◆ Assigned task:
Write the entries below again, precisely as they appear.

[Dataset records]
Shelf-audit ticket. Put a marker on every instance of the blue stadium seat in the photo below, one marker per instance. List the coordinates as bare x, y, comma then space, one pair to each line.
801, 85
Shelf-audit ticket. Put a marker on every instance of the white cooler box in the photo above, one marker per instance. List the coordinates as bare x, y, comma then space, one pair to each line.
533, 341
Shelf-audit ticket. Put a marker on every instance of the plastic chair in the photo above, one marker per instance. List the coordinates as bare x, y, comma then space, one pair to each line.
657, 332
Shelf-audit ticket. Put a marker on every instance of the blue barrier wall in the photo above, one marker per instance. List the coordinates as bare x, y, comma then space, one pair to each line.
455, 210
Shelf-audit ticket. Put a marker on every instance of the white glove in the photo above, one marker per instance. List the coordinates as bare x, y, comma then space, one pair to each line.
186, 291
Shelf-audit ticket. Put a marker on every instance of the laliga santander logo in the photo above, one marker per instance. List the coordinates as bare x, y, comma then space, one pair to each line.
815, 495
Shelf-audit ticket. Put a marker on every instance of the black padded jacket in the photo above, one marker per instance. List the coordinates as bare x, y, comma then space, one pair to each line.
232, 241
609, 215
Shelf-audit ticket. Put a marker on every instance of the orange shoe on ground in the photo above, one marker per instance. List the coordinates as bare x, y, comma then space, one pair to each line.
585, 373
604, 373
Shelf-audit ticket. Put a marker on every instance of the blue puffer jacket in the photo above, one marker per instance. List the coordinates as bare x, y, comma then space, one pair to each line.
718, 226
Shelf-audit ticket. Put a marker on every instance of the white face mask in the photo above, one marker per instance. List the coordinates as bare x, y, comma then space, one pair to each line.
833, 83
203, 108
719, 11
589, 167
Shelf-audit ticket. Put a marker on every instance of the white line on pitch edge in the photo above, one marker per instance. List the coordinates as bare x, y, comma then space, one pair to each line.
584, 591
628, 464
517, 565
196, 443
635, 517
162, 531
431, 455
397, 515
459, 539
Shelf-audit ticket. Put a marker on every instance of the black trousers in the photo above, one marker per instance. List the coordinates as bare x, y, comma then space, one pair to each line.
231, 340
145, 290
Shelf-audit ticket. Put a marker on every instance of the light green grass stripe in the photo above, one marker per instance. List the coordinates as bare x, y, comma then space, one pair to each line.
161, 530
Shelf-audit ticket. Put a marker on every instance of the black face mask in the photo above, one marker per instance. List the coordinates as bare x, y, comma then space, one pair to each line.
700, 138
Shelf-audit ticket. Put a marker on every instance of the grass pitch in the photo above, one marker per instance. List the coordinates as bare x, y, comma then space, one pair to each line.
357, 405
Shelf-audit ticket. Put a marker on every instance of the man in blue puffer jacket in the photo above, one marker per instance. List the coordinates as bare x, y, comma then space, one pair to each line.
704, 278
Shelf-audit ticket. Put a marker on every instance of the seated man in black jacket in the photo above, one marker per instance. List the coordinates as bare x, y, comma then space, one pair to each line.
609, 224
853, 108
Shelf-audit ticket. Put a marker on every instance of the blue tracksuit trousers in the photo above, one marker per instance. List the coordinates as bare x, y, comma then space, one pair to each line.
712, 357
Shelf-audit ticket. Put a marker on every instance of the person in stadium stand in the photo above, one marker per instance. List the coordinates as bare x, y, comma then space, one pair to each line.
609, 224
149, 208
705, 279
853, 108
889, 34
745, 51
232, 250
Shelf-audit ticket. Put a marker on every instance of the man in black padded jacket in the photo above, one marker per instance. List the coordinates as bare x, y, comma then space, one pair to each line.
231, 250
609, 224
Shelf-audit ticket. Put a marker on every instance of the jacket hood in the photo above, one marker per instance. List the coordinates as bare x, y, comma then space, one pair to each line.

◆ Answer for this exercise:
Shelf-audit ticket. Put a marker on every instance of the blue stadium seat in the photo below, one marker per instance. List the coordinates as bare x, y, comma then space, one pair to each line.
801, 85
Shelf-audit ticket. Put a marker on every instance of the white cooler box in the photo above, one marker per instance. List the coordinates as bare x, y, comma then space, one pair to each line.
533, 341
Shelf-audit ticket. Put a marker on every instance of the plastic chair in the photo above, one marker per instance. List the coordinates as bare x, y, comma then space, one pair to each line.
657, 332
Shelf-audit ticket. Put a marker on every instance of the blue barrier wall in the photo above, one marker per instance. List the coordinates as bare x, y, comma then space, one pair to each line.
455, 210
Shelf-audit ticket. Put a marker on every instance of the white glove in the photo above, one marker per instance. List the coordinates as bare x, y, comma then space, one pair to each line.
186, 291
Shelf-audit ticket. Put a marker on every instance of the laliga santander logo in the photo above, one marker per instance. List the coordinates as bare x, y, comma then space, one pair to each line.
815, 495
Shelf-audit ticket. Put a marker on every instance of the black padded jacket in the photo above, one marker per instance. List the coordinates as bare x, y, comma then space, one pair to each line.
232, 241
609, 215
Shelf-audit ticket. Put a marker on every instance of the orange shoe on ground in the photo above, one marker per instance. List the coordinates as bare x, y, comma then space, one pair to each line.
585, 373
604, 373
Shelf-audit ticket. Put a marker on every instance of the blue puffer jacket in the photo above, one marker per instance. List the coordinates as bare x, y, comma then space, one pair to each line.
718, 226
Shelf-audit ticket. Put a marker on every instance of the white face mask in the photo above, one marker per instance. List the coordinates as bare x, y, comma then space, one pair to each line.
833, 83
203, 108
719, 11
589, 167
Shelf-audit ticket. Put a marker on every instance of the white line on pitch edge in the photo above, one marker per instance. List the coordinates as bare x, y, comma then space, one pair to each line.
584, 591
628, 464
517, 565
196, 443
635, 517
162, 531
431, 455
397, 515
459, 539
Shelf-audit ticket. Put a marker on every instance of the black trousers in the photo above, one marker per instance. List the coordinates as bare x, y, comma then space, one pair to each line.
231, 340
145, 290
Shelf-audit ticket. Put a marker on every instance of the light green grass stripe in the photo above, one marker per instance. List the coordinates as bare x, y, comma then space, one pair to each line.
161, 530
Shelf-audit ticket. Put a marker on every instance of the black face mask in the photo above, one marker per instance. List the coordinates as bare x, y, comma then space, one pair to each line.
700, 138
Shelf-audit ticket. Put a marker on every instance of the grass pitch in the photo above, one marker per instance. List the coordinates as bare x, y, comma then space, one pair to each line.
357, 405
Shelf-audit ticket. Put a marker on every instance of the man in blue puffer jacket in the photo above, one marker per instance. List the coordinates as bare x, y, comma then space, one pair to each line.
704, 278
Shelf-audit ticket. Put a marker on every instance of the seated man in black jacket in the photo above, one marker per instance. List the coordinates as bare x, y, comma then space, one pair to each line.
609, 224
853, 108
Shelf-audit ticket. Put a marker on every instance of the blue tracksuit trousers in the photo above, one marker per instance. List the coordinates as bare x, y, comma then space, one pair to each line.
712, 357
Shelf-audit ticket. Put a marker on every instance of the person in stadium stand in the photo above, one marker per instance. List the coordinates as bare x, y, comma then space, one pair to each line.
609, 224
149, 208
705, 279
853, 108
889, 34
745, 51
232, 250
Shelf-audit ticket. Put a marker on every instance of the man in black padded jacket in the photo above, one marker per instance. List the coordinates as bare x, y, comma then space, one pair to each line.
231, 250
609, 224
Shelf-audit ticket. Put a marker on every instance of the jacket hood in the photo above, one marker per instance. List the coordinates as bare x, y, comma then space, one pair to each line.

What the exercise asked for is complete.